| Aim of the task |
Produce an exact copy of all the records.

| Material for the task |

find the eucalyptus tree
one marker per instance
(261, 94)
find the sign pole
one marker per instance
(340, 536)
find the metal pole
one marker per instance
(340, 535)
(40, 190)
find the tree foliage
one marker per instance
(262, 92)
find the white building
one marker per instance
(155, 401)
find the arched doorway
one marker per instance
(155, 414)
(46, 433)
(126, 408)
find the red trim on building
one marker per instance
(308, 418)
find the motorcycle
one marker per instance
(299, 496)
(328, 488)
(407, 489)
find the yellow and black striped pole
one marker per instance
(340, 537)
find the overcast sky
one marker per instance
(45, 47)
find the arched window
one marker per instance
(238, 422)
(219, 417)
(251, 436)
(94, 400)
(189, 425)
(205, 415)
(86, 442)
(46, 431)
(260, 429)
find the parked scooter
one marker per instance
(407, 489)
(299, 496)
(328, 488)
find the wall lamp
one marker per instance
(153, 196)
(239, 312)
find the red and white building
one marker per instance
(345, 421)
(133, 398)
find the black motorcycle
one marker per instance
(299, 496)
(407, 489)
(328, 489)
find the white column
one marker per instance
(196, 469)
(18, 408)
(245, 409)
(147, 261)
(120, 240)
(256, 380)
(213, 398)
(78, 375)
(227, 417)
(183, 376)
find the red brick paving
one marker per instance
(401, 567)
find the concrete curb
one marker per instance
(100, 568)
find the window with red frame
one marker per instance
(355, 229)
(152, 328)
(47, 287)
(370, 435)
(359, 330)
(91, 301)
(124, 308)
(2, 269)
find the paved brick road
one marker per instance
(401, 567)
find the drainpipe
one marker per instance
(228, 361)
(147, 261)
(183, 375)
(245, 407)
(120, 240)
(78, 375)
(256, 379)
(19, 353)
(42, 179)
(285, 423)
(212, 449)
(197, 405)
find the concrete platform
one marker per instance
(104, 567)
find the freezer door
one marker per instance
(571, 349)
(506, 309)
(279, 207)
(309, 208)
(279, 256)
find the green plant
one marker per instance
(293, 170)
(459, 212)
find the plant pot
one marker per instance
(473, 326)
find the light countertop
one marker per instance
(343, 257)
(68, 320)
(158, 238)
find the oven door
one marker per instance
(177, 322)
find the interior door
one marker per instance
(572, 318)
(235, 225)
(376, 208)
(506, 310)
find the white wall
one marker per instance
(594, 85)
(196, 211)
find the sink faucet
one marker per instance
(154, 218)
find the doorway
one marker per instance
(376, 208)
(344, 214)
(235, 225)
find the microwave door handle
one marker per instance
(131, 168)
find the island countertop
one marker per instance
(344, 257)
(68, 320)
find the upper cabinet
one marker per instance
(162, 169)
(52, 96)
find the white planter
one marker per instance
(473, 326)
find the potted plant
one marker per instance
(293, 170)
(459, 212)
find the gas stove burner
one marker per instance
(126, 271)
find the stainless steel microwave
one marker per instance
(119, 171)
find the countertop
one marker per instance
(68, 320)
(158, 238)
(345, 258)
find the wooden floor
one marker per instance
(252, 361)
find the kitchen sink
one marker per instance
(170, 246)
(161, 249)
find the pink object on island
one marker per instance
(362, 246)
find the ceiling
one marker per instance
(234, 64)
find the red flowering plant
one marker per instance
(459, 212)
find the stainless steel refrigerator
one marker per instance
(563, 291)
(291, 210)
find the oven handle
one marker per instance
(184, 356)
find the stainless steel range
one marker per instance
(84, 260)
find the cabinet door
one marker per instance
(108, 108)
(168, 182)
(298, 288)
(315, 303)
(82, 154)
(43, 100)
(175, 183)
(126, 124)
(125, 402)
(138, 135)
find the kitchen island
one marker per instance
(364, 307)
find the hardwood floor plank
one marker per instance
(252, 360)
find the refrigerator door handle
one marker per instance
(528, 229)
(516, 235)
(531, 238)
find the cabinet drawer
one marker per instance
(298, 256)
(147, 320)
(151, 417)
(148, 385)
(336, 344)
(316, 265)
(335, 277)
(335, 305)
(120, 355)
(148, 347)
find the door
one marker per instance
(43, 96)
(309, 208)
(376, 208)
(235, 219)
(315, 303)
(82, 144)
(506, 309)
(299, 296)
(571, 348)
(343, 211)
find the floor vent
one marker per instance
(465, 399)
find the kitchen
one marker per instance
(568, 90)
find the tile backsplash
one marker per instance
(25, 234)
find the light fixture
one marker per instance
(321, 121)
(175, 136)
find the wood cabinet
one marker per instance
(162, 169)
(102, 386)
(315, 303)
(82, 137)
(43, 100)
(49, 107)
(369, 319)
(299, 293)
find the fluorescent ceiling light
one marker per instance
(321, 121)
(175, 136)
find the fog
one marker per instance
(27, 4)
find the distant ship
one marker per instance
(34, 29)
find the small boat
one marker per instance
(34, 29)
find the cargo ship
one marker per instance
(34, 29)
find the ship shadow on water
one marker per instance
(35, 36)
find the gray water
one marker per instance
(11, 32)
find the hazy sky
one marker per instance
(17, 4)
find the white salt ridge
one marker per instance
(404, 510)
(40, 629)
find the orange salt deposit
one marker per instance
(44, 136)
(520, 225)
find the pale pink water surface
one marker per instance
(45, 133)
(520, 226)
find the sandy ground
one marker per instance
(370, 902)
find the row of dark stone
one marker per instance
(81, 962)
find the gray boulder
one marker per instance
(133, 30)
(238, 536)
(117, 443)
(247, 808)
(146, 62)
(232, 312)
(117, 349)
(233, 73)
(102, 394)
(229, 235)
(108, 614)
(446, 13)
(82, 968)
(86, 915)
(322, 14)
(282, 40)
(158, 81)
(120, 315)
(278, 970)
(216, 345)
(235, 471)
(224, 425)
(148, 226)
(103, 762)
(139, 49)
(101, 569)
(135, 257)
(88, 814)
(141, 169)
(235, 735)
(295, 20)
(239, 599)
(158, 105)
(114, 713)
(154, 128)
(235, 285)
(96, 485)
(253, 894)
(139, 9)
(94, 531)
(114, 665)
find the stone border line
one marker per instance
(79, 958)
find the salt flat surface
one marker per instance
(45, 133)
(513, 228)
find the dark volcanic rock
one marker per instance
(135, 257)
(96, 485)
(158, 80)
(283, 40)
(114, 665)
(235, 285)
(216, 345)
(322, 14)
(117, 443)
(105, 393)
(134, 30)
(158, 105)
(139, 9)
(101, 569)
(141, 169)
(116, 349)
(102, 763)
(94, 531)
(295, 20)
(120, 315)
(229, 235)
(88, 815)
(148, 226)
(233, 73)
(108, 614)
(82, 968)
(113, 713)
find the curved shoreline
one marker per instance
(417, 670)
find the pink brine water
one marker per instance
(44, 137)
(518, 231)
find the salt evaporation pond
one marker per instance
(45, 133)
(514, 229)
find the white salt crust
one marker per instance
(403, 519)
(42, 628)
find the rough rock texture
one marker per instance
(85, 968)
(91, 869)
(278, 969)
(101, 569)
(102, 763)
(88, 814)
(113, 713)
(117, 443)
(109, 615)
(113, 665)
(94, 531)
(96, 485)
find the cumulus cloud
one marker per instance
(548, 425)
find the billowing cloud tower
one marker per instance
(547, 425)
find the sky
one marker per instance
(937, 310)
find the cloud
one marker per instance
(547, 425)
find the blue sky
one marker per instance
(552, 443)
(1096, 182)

| Solution to this task |
find the eucalyptus tree
one marker per instance
(261, 94)
find the sign pole
one marker per instance
(340, 536)
find the metal pole
one marker per instance
(340, 535)
(40, 190)
find the tree foliage
one marker per instance
(262, 92)
find the white building
one marker per instance
(155, 401)
find the arched doorway
one marker per instance
(155, 414)
(46, 433)
(126, 408)
find the red trim on building
one marker per instance
(308, 418)
find the motorcycle
one marker per instance
(299, 496)
(328, 488)
(407, 489)
find the yellow and black striped pole
one marker per instance
(340, 537)
find the overcast sky
one marker per instance
(45, 47)
find the arched window
one marker per instance
(238, 422)
(219, 417)
(251, 436)
(94, 400)
(189, 425)
(205, 415)
(86, 442)
(46, 431)
(260, 429)
find the parked scooter
one marker per instance
(407, 489)
(299, 496)
(328, 488)
find the wall lamp
one marker per instance
(153, 196)
(239, 312)
find the red and white building
one marker per instance
(345, 421)
(133, 398)
find the black motorcycle
one marker per instance
(299, 496)
(407, 489)
(328, 489)
find the white column
one marker per instance
(196, 469)
(18, 408)
(245, 409)
(147, 261)
(120, 240)
(256, 380)
(213, 398)
(78, 375)
(227, 417)
(183, 376)
find the red brick paving
one marker per instance
(401, 567)
find the concrete curb
one marker per instance
(100, 568)
find the window with red frame
one marker per instance
(355, 229)
(152, 328)
(47, 287)
(370, 435)
(359, 330)
(91, 301)
(124, 308)
(2, 269)
find the paved brick road
one marker per instance
(401, 567)
find the drainpipe
one marker per instance
(228, 361)
(147, 261)
(183, 375)
(245, 407)
(120, 240)
(78, 375)
(256, 379)
(19, 353)
(42, 179)
(285, 423)
(212, 449)
(197, 405)
find the concrete platform
one marker per instance
(104, 567)
find the freezer door
one marker per instance
(571, 349)
(506, 309)
(279, 207)
(309, 208)
(279, 256)
find the green plant
one marker per instance
(293, 170)
(459, 212)
find the plant pot
one marker per instance
(473, 326)
find the light countertop
one marker per instance
(343, 257)
(68, 320)
(158, 238)
find the oven door
one marker per instance
(177, 322)
find the interior door
one marker per instance
(572, 318)
(235, 225)
(376, 208)
(506, 310)
find the white wall
one marker per instance
(594, 85)
(196, 211)
find the sink faucet
one marker per instance
(154, 218)
find the doorway
one marker per instance
(376, 208)
(344, 214)
(235, 225)
find the microwave door handle
one marker per instance
(131, 168)
find the island countertop
one marker per instance
(344, 257)
(68, 320)
find the upper cabinet
one marker per instance
(162, 169)
(52, 96)
find the white planter
one marker per instance
(473, 326)
find the potted plant
one marker per instance
(293, 170)
(459, 212)
find the gas stove burner
one marker per instance
(126, 271)
find the stainless steel microwave
one marker per instance
(119, 171)
find the countertop
one marker per instance
(68, 320)
(158, 238)
(345, 258)
find the wooden floor
one marker per instance
(252, 361)
find the kitchen sink
one marker per instance
(170, 246)
(161, 249)
find the pink object on island
one marker per instance
(362, 246)
find the ceiling
one marker per instance
(234, 64)
find the red flowering plant
one marker per instance
(459, 212)
find the stainless steel refrigerator
one marker per instance
(563, 291)
(291, 210)
find the oven handle
one marker per instance
(184, 356)
find the stainless steel range
one marker per instance
(84, 260)
find the cabinet door
one marker per instance
(108, 108)
(168, 182)
(298, 288)
(315, 303)
(82, 154)
(43, 100)
(175, 183)
(126, 124)
(125, 402)
(138, 135)
find the kitchen island
one marker per instance
(364, 307)
find the hardwood floor plank
one marker per instance
(252, 360)
find the refrigerator door handle
one marker per instance
(528, 229)
(516, 235)
(531, 238)
find the cabinet drawer
one marker per instance
(298, 256)
(147, 320)
(151, 417)
(148, 385)
(336, 344)
(316, 265)
(335, 277)
(335, 305)
(120, 355)
(148, 347)
find the door
one marker per instance
(43, 96)
(309, 208)
(376, 208)
(235, 219)
(315, 303)
(82, 144)
(506, 309)
(299, 296)
(571, 348)
(343, 211)
find the floor vent
one marker per instance
(465, 399)
find the kitchen
one marker per instance
(568, 90)
find the tile backsplash
one marker per instance
(25, 234)
find the light fixture
one marker per instance
(321, 121)
(175, 136)
find the wood cabinet
one marker per instance
(162, 169)
(102, 386)
(315, 303)
(82, 137)
(43, 100)
(49, 107)
(369, 319)
(299, 293)
find the fluorescent ceiling light
one marker per instance
(321, 121)
(175, 136)
find the fog
one marker per instance
(27, 4)
find the distant ship
one marker per instance
(34, 29)
find the small boat
one marker per instance
(34, 29)
find the cargo ship
one marker per instance
(34, 29)
find the ship shadow on water
one marker per instance
(35, 36)
find the gray water
one marker per instance
(11, 32)
find the hazy sky
one marker per instance
(17, 4)
find the white salt ridge
one marker per instance
(404, 510)
(40, 629)
find the orange salt deposit
one marker per instance
(44, 136)
(520, 225)
find the pale pink water surface
one marker per instance
(45, 133)
(520, 226)
find the sandy ground
one marker per instance
(370, 902)
find the row of dark stone
one marker per instance
(81, 962)
find the gray boulder
one marker per instance
(133, 30)
(238, 536)
(117, 443)
(247, 808)
(146, 62)
(232, 312)
(117, 349)
(233, 73)
(102, 394)
(229, 235)
(108, 614)
(446, 13)
(82, 968)
(86, 915)
(322, 14)
(282, 40)
(158, 81)
(120, 315)
(278, 970)
(216, 345)
(235, 471)
(224, 425)
(148, 226)
(103, 762)
(139, 49)
(101, 569)
(135, 257)
(88, 814)
(141, 169)
(235, 735)
(295, 20)
(239, 599)
(158, 105)
(114, 713)
(154, 128)
(235, 285)
(96, 485)
(253, 894)
(139, 9)
(94, 531)
(114, 665)
find the stone border line
one marker per instance
(79, 958)
find the salt flat surface
one marker per instance
(45, 133)
(513, 228)
find the dark volcanic rock
one marker per instance
(135, 257)
(96, 485)
(158, 80)
(283, 40)
(114, 665)
(235, 285)
(216, 345)
(322, 14)
(117, 443)
(105, 393)
(134, 30)
(158, 105)
(139, 9)
(101, 569)
(141, 169)
(116, 349)
(102, 763)
(94, 531)
(295, 20)
(120, 315)
(229, 235)
(88, 815)
(148, 226)
(233, 73)
(108, 614)
(82, 968)
(113, 713)
find the curved shoreline
one marker per instance
(417, 670)
find the pink brine water
one marker per instance
(44, 137)
(518, 231)
find the salt evaporation pond
one marker per instance
(45, 133)
(514, 229)
find the white salt crust
one marker per instance
(403, 519)
(42, 628)
find the rough rock texture
one marker per instance
(85, 968)
(91, 869)
(278, 969)
(101, 569)
(102, 763)
(88, 814)
(113, 713)
(117, 443)
(109, 615)
(113, 665)
(94, 531)
(96, 485)
find the cumulus cloud
one marker per instance
(548, 425)
find the billowing cloud tower
one marker per instance
(547, 425)
find the sky
one marker per instance
(937, 310)
find the cloud
one marker per instance
(547, 425)
find the blue sky
one marker per instance
(552, 443)
(1096, 182)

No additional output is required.